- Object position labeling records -
------

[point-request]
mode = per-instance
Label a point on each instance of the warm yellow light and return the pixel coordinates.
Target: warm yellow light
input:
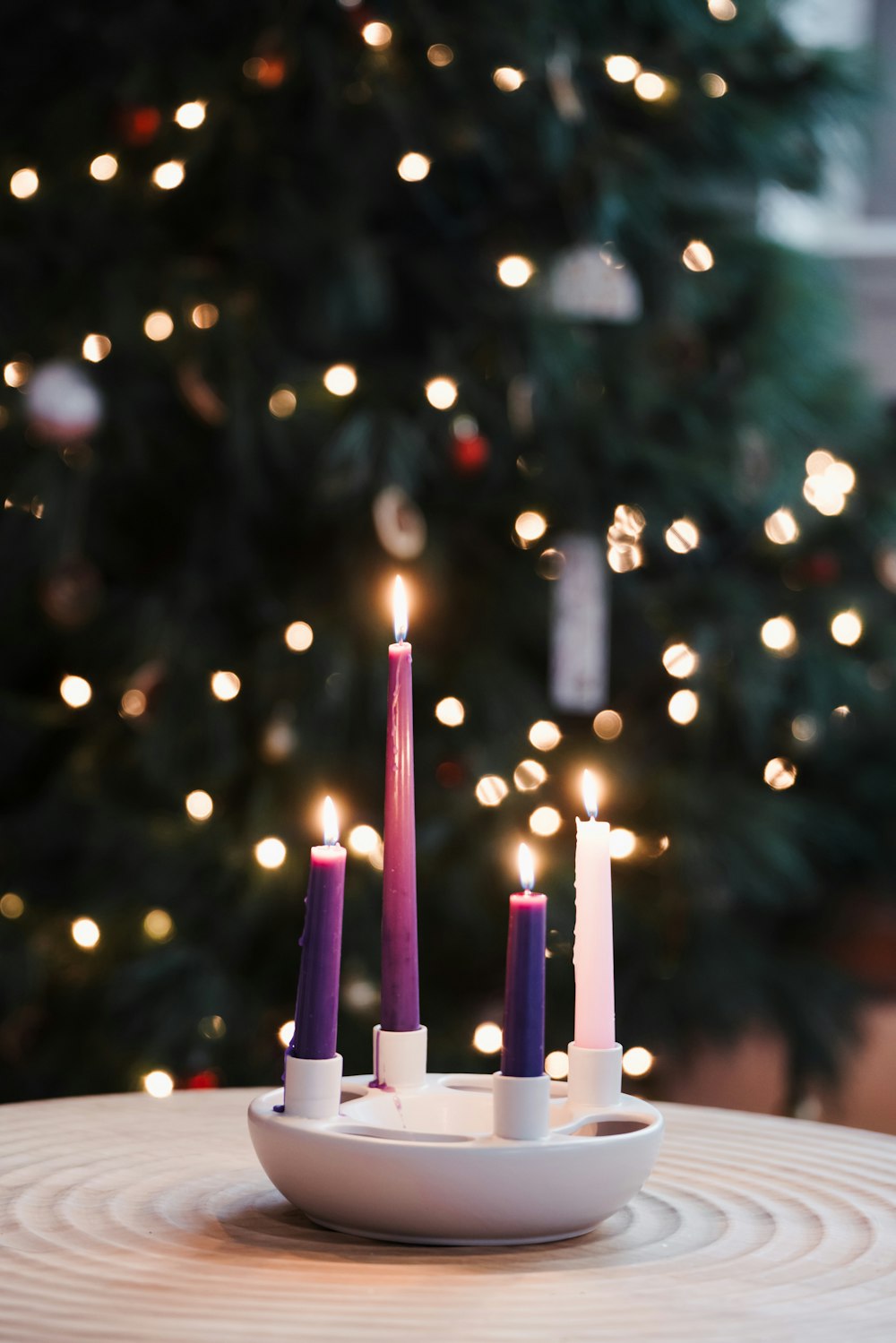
(508, 80)
(713, 86)
(680, 659)
(514, 271)
(340, 380)
(487, 1037)
(450, 712)
(134, 702)
(490, 790)
(556, 1063)
(190, 115)
(637, 1061)
(159, 325)
(159, 925)
(530, 527)
(607, 724)
(85, 934)
(96, 348)
(780, 634)
(441, 392)
(622, 69)
(225, 685)
(23, 183)
(780, 774)
(167, 176)
(298, 637)
(13, 906)
(847, 627)
(75, 691)
(282, 401)
(376, 35)
(649, 86)
(204, 316)
(271, 853)
(721, 10)
(544, 821)
(199, 805)
(697, 255)
(440, 56)
(159, 1084)
(104, 167)
(622, 842)
(544, 735)
(683, 707)
(780, 527)
(683, 535)
(414, 167)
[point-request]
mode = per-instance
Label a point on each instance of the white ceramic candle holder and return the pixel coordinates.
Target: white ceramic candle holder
(426, 1165)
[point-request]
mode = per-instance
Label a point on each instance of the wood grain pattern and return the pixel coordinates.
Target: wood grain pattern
(126, 1218)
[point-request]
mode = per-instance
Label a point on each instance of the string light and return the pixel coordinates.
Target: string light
(514, 271)
(622, 69)
(96, 348)
(546, 821)
(225, 685)
(544, 735)
(159, 325)
(199, 805)
(697, 255)
(340, 380)
(104, 167)
(23, 183)
(414, 167)
(487, 1037)
(75, 691)
(298, 637)
(169, 175)
(271, 853)
(376, 35)
(683, 707)
(450, 712)
(847, 627)
(85, 934)
(508, 80)
(191, 115)
(159, 1084)
(490, 790)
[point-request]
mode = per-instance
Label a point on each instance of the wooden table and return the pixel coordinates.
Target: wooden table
(128, 1218)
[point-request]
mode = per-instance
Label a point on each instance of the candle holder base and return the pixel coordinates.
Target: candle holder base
(425, 1166)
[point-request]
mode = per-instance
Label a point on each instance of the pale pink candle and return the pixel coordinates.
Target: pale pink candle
(592, 944)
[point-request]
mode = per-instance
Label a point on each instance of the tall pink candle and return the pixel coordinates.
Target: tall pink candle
(592, 944)
(401, 993)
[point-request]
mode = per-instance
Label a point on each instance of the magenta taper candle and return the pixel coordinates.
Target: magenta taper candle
(401, 992)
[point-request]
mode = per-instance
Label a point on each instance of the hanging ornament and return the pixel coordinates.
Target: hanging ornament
(469, 449)
(64, 404)
(401, 527)
(594, 284)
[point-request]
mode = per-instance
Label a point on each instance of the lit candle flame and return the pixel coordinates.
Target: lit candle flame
(331, 822)
(400, 611)
(590, 793)
(527, 868)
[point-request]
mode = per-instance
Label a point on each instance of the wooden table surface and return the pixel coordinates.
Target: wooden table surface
(128, 1218)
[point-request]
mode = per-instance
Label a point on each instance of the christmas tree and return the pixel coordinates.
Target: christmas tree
(300, 296)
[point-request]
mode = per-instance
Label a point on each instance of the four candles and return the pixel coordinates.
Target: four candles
(522, 1047)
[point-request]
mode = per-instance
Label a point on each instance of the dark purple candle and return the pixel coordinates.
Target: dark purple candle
(322, 943)
(522, 1052)
(401, 994)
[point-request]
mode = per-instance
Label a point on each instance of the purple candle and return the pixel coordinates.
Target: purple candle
(522, 1052)
(322, 943)
(401, 993)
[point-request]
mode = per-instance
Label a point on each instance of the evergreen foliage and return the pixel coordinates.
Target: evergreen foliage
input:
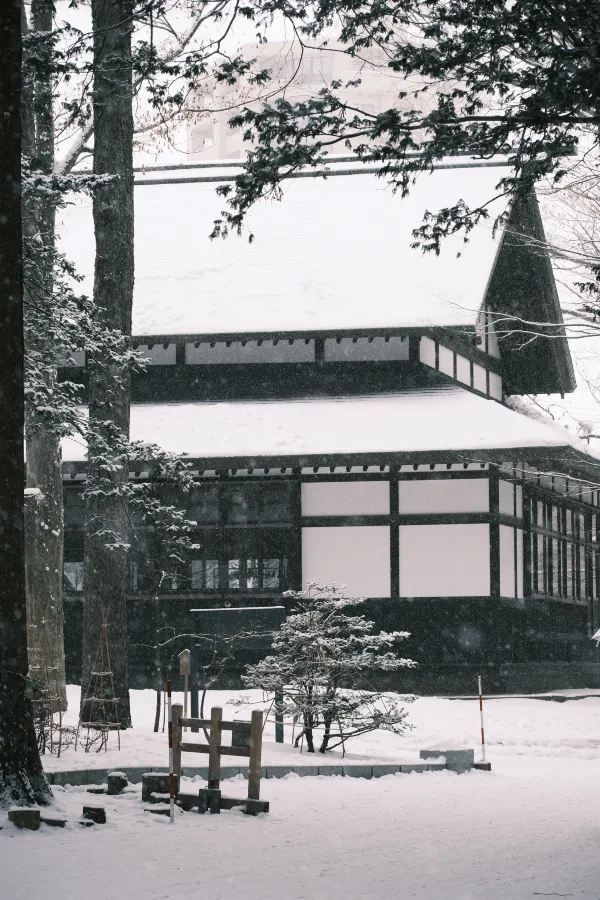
(323, 660)
(520, 79)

------

- DIRECTION -
Render every line of the records above as a numbered list, skipping blank lines. Leave the pictures out.

- SOLUTION FOR THIS PROBLEM -
1. [point-request]
2. mode = per-instance
3. Label a point on each instance of the warm yellow light and return the pixel coordinates.
4. Target: warm yellow light
5. input:
6. (508, 80)
7. (713, 86)
8. (680, 659)
9. (514, 271)
10. (340, 380)
11. (487, 1037)
12. (450, 712)
13. (134, 702)
14. (490, 790)
15. (556, 1063)
16. (190, 115)
17. (637, 1061)
18. (159, 325)
19. (159, 925)
20. (530, 527)
21. (607, 724)
22. (85, 934)
23. (96, 348)
24. (780, 634)
25. (441, 392)
26. (622, 69)
27. (225, 685)
28. (23, 183)
29. (780, 774)
30. (167, 176)
31. (298, 637)
32. (13, 906)
33. (847, 627)
34. (75, 691)
35. (282, 401)
36. (376, 35)
37. (649, 86)
38. (204, 316)
39. (271, 853)
40. (721, 10)
41. (544, 821)
42. (199, 805)
43. (697, 255)
44. (440, 56)
45. (159, 1084)
46. (104, 167)
47. (622, 842)
48. (544, 735)
49. (683, 707)
50. (780, 527)
51. (683, 535)
52. (414, 167)
53. [point-request]
54. mode = per-instance
55. Label a point on each instance of the white ceramic candle holder and return the pixel coordinates.
56. Target: white ceramic candle holder
57. (426, 1165)
58. [point-request]
59. mode = per-instance
60. Label a point on each instance of the wood grain pattern and return the pixel coordinates.
61. Target: wood grain pattern
62. (126, 1218)
63. [point-request]
64. mode = per-instance
65. Label a point on each instance of the string light and return the pixel coordinates.
66. Target: string light
67. (514, 271)
68. (622, 69)
69. (96, 348)
70. (546, 821)
71. (225, 685)
72. (544, 735)
73. (159, 325)
74. (199, 805)
75. (697, 255)
76. (340, 380)
77. (104, 167)
78. (23, 183)
79. (414, 167)
80. (487, 1037)
81. (75, 691)
82. (298, 637)
83. (169, 175)
84. (271, 853)
85. (376, 35)
86. (683, 707)
87. (450, 712)
88. (847, 627)
89. (85, 934)
90. (508, 80)
91. (191, 115)
92. (159, 1084)
93. (490, 790)
94. [point-request]
95. mode = per-instance
96. Label a point on each instance of the wooden table and return the pixel coordinates.
97. Target: wooden table
98. (128, 1218)
99. [point-request]
100. mode = per-instance
101. Label a point on each instance of the candle holder base and return the pixel coordinates.
102. Target: candle holder base
103. (425, 1166)
104. [point-request]
105. mode = per-instance
106. Label a point on each instance of the pale pink candle and return the pixel coordinates.
107. Target: pale pink candle
108. (592, 944)
109. [point-request]
110. mode = per-instance
111. Label a point on each instance of the tall pink candle and return the pixel coordinates.
112. Target: tall pink candle
113. (592, 944)
114. (401, 993)
115. [point-request]
116. mode = per-instance
117. Label a point on each instance of the magenta taper candle and return the pixel coordinates.
118. Target: magenta taper candle
119. (401, 992)
120. [point-request]
121. mode = per-instance
122. Label a point on each instance of the hanging ornament and return the pixel coordinates.
123. Target: hanging ornament
124. (469, 449)
125. (64, 404)
126. (401, 527)
127. (594, 284)
128. [point-request]
129. mode = per-instance
130. Label a point on each instance of the lit candle flame and return the pixel coordinates.
131. Target: lit candle flame
132. (331, 822)
133. (400, 611)
134. (590, 793)
135. (527, 868)
136. [point-request]
137. mode = per-instance
138. Label a point on each instance of the wooden table surface and return the pixel coordinates.
139. Target: wooden table surface
140. (128, 1218)
141. [point-request]
142. mode = per-instance
143. Label a point on each instance of the christmas tree and return the pixel coordinates.
144. Target: christmas tree
145. (300, 296)
146. [point-request]
147. mode = per-instance
148. Label a point on each instance of the four candles and return the pixel coordinates.
149. Target: four candles
150. (522, 1047)
151. [point-request]
152. mode = per-instance
153. Label a point on each instance of the dark purple candle and return the pixel coordinates.
154. Target: dark purple candle
155. (322, 943)
156. (522, 1052)
157. (401, 994)
158. [point-request]
159. mode = per-instance
160. Label a point on each instance of the purple candle and return the pixel coordinates.
161. Target: purple candle
162. (522, 1052)
163. (322, 943)
164. (401, 993)
165. [point-request]
166. mode = per-instance
167. Label a point on each instance of the evergreen foliage and return the pixel coordinates.
168. Target: evergreen foliage
169. input:
170. (323, 660)
171. (520, 79)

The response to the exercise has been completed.